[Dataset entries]
══════

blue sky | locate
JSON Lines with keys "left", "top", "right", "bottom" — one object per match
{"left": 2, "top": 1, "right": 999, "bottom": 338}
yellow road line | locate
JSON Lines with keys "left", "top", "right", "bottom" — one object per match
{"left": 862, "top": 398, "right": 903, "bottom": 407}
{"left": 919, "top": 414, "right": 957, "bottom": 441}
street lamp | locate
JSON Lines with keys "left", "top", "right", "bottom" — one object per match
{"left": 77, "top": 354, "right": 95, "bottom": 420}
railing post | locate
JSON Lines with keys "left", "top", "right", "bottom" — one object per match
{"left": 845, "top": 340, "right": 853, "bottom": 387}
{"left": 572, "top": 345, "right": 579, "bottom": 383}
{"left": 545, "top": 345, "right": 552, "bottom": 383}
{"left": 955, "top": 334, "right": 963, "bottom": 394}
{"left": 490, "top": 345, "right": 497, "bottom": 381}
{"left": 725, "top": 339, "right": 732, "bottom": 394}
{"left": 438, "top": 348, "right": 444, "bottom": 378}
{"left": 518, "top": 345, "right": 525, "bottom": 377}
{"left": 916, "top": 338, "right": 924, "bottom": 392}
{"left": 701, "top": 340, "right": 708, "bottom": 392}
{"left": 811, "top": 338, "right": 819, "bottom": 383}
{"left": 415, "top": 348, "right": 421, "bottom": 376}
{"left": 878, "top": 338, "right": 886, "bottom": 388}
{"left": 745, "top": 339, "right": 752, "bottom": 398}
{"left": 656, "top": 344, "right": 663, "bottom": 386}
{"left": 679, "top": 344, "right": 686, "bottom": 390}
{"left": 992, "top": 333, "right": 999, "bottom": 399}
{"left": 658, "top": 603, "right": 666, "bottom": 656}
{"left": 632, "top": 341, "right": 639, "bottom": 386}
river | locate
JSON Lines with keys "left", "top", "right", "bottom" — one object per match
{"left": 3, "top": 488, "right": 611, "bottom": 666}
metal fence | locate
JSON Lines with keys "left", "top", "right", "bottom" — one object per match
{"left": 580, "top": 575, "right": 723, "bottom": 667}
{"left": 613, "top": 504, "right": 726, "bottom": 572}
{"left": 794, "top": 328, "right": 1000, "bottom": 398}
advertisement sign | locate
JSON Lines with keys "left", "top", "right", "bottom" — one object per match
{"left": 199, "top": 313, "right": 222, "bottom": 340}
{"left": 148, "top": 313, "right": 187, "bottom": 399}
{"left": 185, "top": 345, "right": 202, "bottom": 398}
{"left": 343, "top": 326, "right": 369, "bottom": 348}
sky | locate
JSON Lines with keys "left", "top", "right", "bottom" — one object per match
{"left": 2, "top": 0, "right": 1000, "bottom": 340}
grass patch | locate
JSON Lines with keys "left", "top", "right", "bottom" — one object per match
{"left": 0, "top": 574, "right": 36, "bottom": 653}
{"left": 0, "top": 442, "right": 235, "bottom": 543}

══════

**EXERCISE REQUIREMENTS**
Return a copy of each line in the records above that has "locate" in it.

**SOLUTION TO THIS PROBLEM**
blue sky | locate
yellow road line | locate
street lamp | locate
railing post | locate
river | locate
metal fence | locate
advertisement sign | locate
sky | locate
grass patch | locate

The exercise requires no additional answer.